#### SELECTED EXTRACT:
As the gathering clouds further darken not allowing a single streak of light to fall on this godforsaken island, where an economic crisis rages unstoppable in the backdrop of swirling mass unrest, it is increasingly self-evident that neither will a fair wind blow to chase away the clouds nor will the storm abate as long as the biggest impediment to restoring public confidence in the entire gamut of government remains unbudged.
Despite mass protest throughout the country, all demanding in one singular voice that President Gotabaya must resign from office forthwith, he has refused to leave, knowing full well no constitutional provision exists to force him to quit, no way to force him out, save the time consuming, complex, partisan procedure of impeachment.
Armed with this legal shield, he has tried every gambit in the political book to survive his tenure at the helm. He forced his cabinet of diehard loyalists to resign in April, took two weeks to assemble a new look ‘system change’ cabinet of young Turks and, when that didn’t do the trick, forced the resignation of his brother Mahinda Rajapaksa, the sole anchor of his power, as Prime Minister.
On Black Monday, May 9, with the automatic dissolution of the cabinet which a Prime Minister’s resignation constitutionally entails, Gotabaya Rajapaksa became the only Lankan President not to have a Prime Minister, no cabinet, no government, having sacrificed them all in his bizarre bid to defy the fates, and wage all on one last throw of dice to salvage his crumbling Presidency by offering his government to the Opposition.
No other President has cut such a sorry figure on Lanka’s political stage than Gotabaya Rajapaksa who, after arrogating to himself dictatorial powers under his own 20th Amendment, readily offers to face the ignominious prospect of being the chastened bearer of an emasculated presidency.
Perhaps the President, like so many others, hasn’t quite grasped the gravity of the crisis. Perhaps he thinks that this is just a passing storm that can be weathered by an appeal to the world for aid to tide Lanka over these difficult times. That a few thousand tourist arrivals or getting more dollars from expats in the Middle East would do the trick. That this is a mere cash flow problem and that bridging finance from some world lending institution is the answer. That the nation is bankrupt seems not to have sunk in.

#### EXTRACTED INFORMATION:
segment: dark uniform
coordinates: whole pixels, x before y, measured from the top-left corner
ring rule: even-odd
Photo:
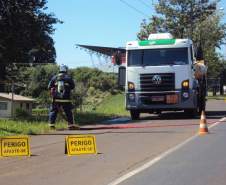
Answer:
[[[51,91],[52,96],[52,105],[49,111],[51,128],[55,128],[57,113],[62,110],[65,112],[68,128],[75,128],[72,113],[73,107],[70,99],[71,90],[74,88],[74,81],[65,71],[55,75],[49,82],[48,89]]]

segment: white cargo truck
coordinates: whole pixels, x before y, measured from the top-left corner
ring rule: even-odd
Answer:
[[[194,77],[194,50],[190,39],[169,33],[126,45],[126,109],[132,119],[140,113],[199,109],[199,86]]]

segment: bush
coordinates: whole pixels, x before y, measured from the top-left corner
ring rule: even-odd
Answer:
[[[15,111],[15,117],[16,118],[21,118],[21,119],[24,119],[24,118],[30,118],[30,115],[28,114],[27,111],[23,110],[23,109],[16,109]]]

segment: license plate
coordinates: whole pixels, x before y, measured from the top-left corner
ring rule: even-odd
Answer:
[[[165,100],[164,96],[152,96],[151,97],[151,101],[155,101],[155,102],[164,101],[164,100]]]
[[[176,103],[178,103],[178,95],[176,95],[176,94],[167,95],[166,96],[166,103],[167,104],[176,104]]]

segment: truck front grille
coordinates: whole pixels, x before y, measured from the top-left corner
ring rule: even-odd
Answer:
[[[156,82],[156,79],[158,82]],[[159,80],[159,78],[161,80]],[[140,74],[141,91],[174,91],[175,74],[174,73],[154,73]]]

#### JOB A:
Answer these from the passage on Sri Lanka's crisis, one per line:
(i) In which month did the cabinet of diehard loyalists resign?
(ii) Under which amendment did the President take dictatorial powers for himself?
(iii) What date does the passage give for Black Monday?
#### JOB B:
In one to three sentences, please explain why, according to the passage on Sri Lanka's crisis, President Gotabaya has refused to leave office despite mass protest across the country.
#### JOB C:
Write the next part of the passage on Sri Lanka's crisis, picking up after its final sentence.

#### EXERCISE RESULT A:
(i) April
(ii) The 20th Amendment
(iii) May 9

#### EXERCISE RESULT B:
He knows that no constitutional provision exists to force him to quit. The only way to remove him is impeachment, which is time-consuming, complex and partisan.

#### EXERCISE RESULT C:
A silver streak at storm cloud’s edge did, indeed, seem to shine by his questionable appointment of Ranil Wickremesinghe as Prime Minister. Although he was not in anyone’s opinion the one ‘most likely to command the confidence in Parliament,’ having lost his own seat at the 2022 election and only present in the political conclave by the dubious virtue of the single national list seat awarded to his similarly routed party, he was, nevertheless, widely held by some, thirsting for a saviour, as one who commanded the confidence of the West.
With his fluency in English coupled with his western attire and liberal mindset, not forgetting his five times Prime Minister pedigree, he was hailed as the darling of the West: the IMF’s pin-up PM whose face, alone, could launch a thousand Indian ships and charm the bottomless pockets of Washington’s aid groups.’
But while the initial promise to get easy dollars from western agencies may well hold him a hostage to fortune, these last two weeks he has done naught else but – apart from assembling as his cabinet, a mishmash of swashbuckling pseudo patriots, who leaped aboard after jettisoning their much-hyped principles — be the harbinger of bad news to a people living it, day in and night out, well aware of the economic apocalypse that awaits them if no action is taken to avert its imminent coming.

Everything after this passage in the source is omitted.